━━━ EXCERPTED DATA ━━━

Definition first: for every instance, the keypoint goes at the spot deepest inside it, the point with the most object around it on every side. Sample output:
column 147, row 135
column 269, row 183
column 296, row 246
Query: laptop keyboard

━━━

AIM OF THE TASK: Format the items above as a numbered list, leaving out any blank lines.

FULL RESPONSE:
1. Definition first: for every instance, the keypoint goes at the spot deepest inside it, the point with the most object around it on every side. Sample output:
2. column 147, row 135
3. column 269, row 183
4. column 296, row 246
5. Query: laptop keyboard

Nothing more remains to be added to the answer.